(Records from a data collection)
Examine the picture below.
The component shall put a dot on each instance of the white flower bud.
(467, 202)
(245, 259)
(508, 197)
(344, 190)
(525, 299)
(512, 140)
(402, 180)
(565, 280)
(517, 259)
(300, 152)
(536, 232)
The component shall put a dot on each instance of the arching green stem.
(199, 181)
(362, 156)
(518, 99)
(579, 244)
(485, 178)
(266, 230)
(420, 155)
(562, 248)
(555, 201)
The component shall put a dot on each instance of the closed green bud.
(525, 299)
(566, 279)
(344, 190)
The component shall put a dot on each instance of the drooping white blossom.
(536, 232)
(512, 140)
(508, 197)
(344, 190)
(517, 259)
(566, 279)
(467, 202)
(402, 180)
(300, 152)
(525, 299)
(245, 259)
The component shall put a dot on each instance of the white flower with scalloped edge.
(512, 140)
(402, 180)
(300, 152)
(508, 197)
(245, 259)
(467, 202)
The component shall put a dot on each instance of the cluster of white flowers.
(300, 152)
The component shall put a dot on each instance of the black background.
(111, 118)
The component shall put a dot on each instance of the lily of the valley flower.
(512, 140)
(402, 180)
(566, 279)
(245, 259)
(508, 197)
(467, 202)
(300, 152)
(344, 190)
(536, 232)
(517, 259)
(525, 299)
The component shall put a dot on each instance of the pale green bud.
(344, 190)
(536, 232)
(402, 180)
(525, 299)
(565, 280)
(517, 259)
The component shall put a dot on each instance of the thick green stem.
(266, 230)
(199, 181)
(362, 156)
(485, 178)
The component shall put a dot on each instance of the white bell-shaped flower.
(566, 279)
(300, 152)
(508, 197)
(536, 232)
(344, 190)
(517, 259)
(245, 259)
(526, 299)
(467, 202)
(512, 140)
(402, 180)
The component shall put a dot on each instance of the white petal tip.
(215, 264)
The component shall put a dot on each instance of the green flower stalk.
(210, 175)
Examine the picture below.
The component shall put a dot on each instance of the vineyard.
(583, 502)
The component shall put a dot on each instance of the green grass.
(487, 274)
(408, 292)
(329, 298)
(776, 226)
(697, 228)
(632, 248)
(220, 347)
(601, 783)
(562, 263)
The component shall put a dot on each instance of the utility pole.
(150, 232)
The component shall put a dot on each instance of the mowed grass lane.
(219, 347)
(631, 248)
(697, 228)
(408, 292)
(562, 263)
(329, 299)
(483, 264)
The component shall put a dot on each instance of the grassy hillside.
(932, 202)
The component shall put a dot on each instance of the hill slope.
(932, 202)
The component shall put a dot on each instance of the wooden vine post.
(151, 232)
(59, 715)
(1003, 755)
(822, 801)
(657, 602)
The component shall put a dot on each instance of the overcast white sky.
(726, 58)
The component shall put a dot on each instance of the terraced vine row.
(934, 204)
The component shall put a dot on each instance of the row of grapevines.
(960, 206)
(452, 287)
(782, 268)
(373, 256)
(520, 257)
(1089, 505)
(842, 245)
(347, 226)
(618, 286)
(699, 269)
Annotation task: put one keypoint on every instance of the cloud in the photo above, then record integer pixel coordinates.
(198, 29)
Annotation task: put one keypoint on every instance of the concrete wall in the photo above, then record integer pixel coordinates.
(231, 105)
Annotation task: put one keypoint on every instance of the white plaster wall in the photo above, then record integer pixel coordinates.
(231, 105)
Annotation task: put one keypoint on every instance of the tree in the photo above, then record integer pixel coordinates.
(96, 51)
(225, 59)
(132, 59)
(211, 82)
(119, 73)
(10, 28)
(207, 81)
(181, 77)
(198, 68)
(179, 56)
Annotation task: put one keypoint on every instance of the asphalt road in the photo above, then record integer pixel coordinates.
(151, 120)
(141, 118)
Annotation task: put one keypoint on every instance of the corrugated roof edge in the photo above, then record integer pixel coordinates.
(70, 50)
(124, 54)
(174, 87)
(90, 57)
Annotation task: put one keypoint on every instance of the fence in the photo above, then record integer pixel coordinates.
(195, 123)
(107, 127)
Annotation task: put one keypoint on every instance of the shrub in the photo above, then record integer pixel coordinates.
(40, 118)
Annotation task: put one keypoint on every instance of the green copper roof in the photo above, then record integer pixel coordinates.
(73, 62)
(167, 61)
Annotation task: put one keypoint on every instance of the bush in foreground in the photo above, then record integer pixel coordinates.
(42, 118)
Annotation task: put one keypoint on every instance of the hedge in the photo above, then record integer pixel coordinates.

## YOUR INSTRUCTIONS
All that the answer may hold is the lines from the one with "Annotation task: put one keypoint on every instance of the fence" through the end of the data, set down exactly as they appear.

## TASK SOLUTION
Annotation task: put one keypoint on every instance of the fence in the photo above, then record integer pixel coordinates.
(195, 123)
(107, 127)
Annotation task: put one keypoint on every instance of the shrub in the photo above, then record integer pixel coordinates.
(40, 118)
Annotation task: put one keypoint on every instance of the green copper roof in the photo above, then record integer pixel coordinates.
(73, 62)
(167, 61)
Annotation task: put one keypoint on every instance of the bush in foreground in the photo above, then record integer pixel coordinates.
(42, 118)
Annotation task: put one keypoint on every instance of the hedge in the photo above, then record integer pixel coordinates.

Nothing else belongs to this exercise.